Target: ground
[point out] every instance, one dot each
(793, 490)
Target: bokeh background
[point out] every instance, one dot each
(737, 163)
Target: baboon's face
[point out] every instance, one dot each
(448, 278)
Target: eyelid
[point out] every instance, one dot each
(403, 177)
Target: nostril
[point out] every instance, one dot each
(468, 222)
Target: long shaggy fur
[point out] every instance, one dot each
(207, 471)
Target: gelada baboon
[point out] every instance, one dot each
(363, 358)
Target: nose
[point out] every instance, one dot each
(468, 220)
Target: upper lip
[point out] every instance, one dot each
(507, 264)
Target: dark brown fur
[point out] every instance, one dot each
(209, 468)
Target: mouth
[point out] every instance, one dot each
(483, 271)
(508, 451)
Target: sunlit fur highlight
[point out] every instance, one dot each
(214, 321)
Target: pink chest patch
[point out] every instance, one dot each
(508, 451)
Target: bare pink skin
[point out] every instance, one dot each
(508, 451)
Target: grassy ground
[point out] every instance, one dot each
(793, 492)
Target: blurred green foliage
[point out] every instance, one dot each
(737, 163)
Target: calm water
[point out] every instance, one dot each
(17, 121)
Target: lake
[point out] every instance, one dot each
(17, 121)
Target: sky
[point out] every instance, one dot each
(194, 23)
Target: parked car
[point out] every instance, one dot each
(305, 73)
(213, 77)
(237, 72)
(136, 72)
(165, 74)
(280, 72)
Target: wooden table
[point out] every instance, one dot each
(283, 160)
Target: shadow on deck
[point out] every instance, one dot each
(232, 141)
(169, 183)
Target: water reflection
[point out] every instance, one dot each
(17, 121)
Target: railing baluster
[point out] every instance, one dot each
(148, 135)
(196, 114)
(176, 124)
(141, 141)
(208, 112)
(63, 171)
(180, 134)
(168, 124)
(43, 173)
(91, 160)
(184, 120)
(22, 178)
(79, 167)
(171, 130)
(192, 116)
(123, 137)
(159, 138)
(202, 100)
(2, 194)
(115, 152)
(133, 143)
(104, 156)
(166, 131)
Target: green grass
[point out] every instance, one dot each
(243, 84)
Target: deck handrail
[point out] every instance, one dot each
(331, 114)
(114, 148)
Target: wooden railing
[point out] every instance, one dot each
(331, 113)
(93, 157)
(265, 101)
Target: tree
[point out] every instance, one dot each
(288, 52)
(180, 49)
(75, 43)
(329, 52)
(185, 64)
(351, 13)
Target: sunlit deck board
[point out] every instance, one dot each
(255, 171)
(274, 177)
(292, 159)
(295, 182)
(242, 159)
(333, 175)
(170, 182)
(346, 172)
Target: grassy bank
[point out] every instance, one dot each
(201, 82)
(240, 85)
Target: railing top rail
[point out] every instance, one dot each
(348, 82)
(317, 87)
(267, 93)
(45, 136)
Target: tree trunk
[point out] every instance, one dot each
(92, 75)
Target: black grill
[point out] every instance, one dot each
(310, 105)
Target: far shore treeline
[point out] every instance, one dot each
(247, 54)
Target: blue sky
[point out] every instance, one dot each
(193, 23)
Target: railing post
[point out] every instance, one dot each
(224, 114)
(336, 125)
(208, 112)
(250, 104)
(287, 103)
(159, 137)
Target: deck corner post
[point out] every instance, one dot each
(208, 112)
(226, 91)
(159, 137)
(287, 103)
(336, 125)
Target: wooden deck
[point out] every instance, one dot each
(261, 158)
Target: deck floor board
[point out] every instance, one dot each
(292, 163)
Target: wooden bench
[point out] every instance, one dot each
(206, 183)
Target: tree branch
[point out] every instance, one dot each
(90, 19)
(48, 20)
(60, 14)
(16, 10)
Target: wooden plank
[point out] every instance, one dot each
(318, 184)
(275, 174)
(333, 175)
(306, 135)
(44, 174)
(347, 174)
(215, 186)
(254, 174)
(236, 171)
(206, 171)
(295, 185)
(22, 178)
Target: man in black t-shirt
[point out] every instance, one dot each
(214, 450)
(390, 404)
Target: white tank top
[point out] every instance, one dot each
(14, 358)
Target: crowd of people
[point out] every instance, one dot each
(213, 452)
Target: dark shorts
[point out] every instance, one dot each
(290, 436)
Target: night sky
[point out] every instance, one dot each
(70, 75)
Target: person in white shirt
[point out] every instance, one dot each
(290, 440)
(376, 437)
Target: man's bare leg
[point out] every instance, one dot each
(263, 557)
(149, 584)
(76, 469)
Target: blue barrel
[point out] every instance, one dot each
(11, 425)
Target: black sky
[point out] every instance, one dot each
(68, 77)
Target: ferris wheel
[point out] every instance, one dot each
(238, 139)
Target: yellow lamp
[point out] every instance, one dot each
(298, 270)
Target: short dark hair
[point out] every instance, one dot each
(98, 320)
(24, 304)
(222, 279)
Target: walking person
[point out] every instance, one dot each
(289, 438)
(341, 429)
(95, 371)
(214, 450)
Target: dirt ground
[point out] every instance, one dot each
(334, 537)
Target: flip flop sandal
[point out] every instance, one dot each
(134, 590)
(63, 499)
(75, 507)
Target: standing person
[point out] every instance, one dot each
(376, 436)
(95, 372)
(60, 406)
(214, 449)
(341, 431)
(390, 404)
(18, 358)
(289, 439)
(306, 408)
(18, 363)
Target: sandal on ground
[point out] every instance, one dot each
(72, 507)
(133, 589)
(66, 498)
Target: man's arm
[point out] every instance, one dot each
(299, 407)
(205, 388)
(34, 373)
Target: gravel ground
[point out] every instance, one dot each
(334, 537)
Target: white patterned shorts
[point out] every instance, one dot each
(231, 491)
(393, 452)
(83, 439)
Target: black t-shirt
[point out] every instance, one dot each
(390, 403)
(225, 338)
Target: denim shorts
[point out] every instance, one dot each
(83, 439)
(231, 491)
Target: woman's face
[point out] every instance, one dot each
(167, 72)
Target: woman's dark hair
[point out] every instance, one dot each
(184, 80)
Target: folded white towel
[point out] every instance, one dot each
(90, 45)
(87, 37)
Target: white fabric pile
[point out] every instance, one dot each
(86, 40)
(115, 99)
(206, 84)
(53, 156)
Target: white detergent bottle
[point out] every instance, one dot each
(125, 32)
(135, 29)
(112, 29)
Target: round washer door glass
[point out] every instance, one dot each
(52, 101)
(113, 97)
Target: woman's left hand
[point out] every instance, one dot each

# # #

**EXERCISE BRIEF:** Look over the material above and report each line holding "green".

**RESULT OF THIS EXERCISE:**
Target: blurred green foliage
Target: green grass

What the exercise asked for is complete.